=== Begin Enclosure ===
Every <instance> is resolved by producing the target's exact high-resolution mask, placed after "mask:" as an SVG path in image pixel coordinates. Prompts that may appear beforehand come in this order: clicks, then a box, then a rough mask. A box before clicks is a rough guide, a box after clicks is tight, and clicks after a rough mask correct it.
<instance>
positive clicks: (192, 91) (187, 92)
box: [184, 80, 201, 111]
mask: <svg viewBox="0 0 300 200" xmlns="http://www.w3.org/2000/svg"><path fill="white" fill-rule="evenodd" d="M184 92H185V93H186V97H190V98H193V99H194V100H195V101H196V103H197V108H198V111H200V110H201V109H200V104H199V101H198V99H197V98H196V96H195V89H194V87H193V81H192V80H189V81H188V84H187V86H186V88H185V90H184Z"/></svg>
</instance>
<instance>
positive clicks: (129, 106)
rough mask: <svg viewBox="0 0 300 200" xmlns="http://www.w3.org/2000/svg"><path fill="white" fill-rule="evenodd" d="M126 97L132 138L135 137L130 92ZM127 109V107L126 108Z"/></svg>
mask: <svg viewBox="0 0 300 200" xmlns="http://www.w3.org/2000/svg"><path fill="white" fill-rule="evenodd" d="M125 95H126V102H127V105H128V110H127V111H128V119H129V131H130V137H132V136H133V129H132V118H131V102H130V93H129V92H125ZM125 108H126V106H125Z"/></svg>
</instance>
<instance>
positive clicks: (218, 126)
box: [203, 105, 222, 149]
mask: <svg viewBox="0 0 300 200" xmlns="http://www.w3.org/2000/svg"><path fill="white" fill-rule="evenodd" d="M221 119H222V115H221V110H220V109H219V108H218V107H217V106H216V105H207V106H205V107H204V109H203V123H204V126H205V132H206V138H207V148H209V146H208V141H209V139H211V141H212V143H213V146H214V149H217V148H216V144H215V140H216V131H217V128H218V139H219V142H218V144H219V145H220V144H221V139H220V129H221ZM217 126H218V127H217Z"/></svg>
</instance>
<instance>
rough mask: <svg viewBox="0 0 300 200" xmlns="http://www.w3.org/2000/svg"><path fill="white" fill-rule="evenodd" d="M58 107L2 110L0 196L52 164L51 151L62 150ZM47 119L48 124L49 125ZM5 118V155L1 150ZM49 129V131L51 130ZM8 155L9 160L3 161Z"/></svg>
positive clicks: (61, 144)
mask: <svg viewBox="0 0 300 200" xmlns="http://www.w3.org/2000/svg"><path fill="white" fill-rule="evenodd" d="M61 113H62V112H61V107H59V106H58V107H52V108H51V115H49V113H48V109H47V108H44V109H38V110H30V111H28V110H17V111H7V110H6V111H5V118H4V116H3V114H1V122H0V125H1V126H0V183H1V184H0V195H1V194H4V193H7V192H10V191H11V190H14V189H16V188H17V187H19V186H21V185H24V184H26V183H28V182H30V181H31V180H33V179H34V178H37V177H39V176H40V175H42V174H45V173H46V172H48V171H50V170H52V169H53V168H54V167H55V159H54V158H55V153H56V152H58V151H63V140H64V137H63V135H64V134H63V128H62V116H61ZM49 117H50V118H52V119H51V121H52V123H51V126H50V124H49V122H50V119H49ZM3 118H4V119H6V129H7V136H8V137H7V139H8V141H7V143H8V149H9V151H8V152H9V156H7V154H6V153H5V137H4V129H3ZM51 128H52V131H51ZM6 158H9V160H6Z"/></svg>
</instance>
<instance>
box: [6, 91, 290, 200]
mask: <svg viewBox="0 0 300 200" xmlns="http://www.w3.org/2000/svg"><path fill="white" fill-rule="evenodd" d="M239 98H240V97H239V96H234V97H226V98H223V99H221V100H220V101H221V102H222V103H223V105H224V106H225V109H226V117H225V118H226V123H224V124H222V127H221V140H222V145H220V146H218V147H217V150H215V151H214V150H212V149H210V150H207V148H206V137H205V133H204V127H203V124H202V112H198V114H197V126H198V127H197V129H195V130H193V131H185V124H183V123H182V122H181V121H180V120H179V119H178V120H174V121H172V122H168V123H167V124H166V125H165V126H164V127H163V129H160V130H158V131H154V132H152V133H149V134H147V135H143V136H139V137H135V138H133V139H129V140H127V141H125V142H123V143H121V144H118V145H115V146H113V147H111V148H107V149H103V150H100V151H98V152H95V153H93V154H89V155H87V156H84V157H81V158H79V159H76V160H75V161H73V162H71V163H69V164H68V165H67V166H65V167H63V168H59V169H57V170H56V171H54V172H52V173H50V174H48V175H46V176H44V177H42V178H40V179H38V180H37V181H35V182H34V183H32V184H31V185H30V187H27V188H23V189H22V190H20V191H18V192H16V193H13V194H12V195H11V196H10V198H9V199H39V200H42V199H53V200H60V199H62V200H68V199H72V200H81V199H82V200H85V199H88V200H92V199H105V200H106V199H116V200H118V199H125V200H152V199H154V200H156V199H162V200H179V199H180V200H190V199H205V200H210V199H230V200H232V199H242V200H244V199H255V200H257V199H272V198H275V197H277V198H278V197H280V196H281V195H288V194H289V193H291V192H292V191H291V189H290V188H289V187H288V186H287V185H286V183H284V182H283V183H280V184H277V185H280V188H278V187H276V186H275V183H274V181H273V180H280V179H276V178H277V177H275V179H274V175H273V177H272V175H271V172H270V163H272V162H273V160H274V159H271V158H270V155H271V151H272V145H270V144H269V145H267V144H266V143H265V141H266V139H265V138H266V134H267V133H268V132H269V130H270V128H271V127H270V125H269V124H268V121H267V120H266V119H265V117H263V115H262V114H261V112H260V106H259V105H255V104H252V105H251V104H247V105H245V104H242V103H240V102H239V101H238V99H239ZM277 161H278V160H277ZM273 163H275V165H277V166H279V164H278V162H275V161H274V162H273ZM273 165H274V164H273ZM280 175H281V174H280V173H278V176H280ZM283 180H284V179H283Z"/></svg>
=== End Enclosure ===
=== Begin Enclosure ===
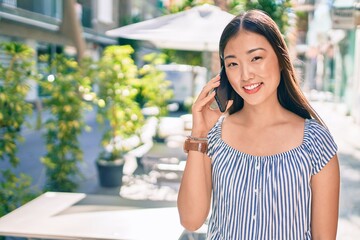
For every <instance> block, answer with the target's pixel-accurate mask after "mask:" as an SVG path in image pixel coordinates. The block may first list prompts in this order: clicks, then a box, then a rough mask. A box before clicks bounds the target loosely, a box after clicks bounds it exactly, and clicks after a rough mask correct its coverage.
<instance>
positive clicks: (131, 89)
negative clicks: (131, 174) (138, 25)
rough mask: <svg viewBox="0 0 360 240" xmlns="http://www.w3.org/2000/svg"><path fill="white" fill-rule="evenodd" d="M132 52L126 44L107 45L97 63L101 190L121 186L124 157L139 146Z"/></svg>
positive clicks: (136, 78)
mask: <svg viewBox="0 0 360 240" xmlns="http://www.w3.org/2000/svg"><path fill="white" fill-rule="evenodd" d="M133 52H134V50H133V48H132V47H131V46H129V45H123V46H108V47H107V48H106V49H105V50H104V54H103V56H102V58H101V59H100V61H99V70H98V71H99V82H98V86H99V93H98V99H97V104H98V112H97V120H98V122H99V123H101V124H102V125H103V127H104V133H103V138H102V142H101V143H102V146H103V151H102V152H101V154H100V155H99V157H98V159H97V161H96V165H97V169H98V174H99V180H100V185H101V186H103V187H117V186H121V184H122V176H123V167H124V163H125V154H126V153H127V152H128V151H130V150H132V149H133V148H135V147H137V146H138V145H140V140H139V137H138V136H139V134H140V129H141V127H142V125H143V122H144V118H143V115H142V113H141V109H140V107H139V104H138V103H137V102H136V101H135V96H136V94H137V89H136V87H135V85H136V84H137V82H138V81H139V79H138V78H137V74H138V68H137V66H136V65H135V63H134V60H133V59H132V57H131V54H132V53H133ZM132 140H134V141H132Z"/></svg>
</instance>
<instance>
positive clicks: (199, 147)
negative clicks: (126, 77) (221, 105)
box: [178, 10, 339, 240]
=== End Enclosure ===
=== Begin Enclosure ===
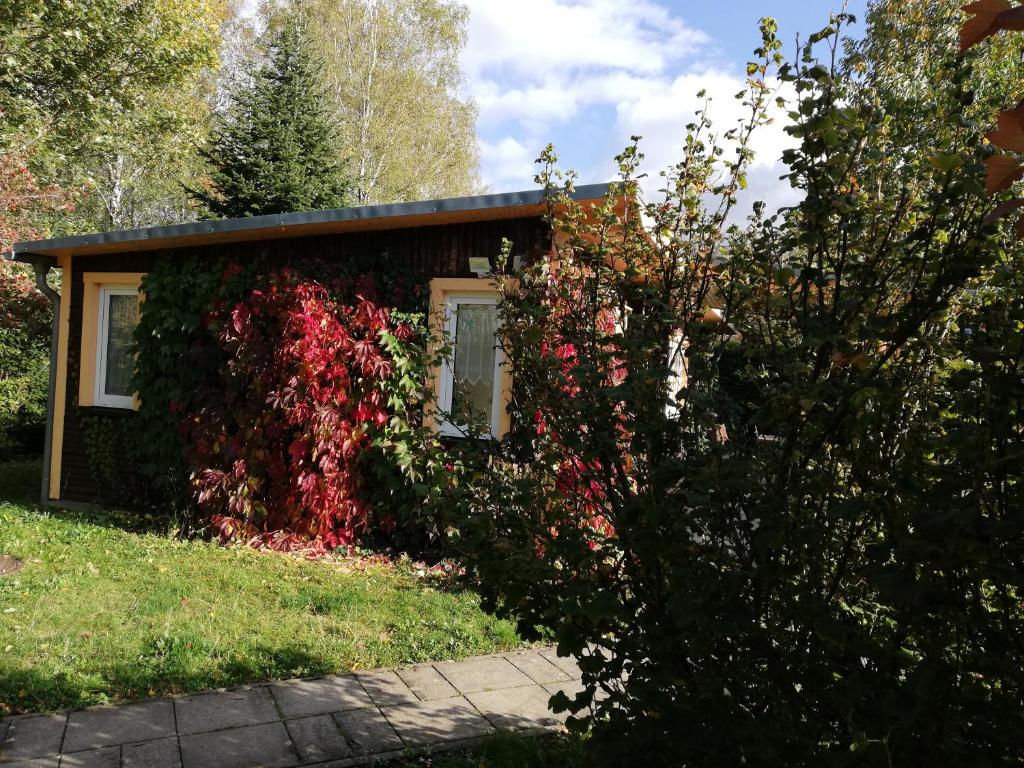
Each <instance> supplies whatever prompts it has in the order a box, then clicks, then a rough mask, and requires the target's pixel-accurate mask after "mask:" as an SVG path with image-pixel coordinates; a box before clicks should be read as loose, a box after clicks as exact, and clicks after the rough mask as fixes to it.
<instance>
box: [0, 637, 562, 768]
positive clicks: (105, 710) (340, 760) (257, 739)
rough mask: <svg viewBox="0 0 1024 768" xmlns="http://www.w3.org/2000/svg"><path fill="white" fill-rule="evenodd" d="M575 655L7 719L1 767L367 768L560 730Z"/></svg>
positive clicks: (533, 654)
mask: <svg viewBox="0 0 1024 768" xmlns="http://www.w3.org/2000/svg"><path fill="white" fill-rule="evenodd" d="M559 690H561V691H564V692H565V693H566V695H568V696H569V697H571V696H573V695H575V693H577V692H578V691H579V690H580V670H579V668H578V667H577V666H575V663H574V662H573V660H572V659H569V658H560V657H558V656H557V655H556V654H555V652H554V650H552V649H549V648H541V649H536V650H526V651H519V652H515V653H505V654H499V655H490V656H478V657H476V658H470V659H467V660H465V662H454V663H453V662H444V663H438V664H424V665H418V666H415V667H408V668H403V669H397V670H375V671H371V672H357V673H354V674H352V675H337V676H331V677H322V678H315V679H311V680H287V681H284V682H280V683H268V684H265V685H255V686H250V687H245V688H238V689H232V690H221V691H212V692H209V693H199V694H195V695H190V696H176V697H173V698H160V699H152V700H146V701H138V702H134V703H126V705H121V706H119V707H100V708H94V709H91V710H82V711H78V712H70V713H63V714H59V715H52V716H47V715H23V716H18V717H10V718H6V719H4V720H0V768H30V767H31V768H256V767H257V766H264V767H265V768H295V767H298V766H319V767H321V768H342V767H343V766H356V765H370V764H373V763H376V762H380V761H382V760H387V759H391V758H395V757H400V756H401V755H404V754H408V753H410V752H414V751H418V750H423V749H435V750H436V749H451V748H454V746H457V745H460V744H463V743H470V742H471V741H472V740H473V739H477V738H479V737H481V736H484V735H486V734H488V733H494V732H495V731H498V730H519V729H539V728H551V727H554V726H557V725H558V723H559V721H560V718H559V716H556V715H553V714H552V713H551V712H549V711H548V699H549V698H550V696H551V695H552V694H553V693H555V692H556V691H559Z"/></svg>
=== End Enclosure ===
## Work to complete
What you give back should be only the lines of the records above, starting at the line with "positive clicks: (192, 91) (187, 92)" and ending at the line with "positive clicks: (129, 106)", restated word for word.

## Exercise solution
positive clicks: (192, 91) (187, 92)
box: [184, 80, 201, 111]
mask: <svg viewBox="0 0 300 200" xmlns="http://www.w3.org/2000/svg"><path fill="white" fill-rule="evenodd" d="M184 92H185V93H186V97H190V98H193V99H194V100H195V101H196V103H197V108H198V111H200V110H201V109H200V104H199V101H198V99H197V98H196V96H195V89H194V87H193V81H192V80H189V81H188V84H187V86H186V88H185V90H184Z"/></svg>
</instance>
<instance>
positive clicks: (129, 106)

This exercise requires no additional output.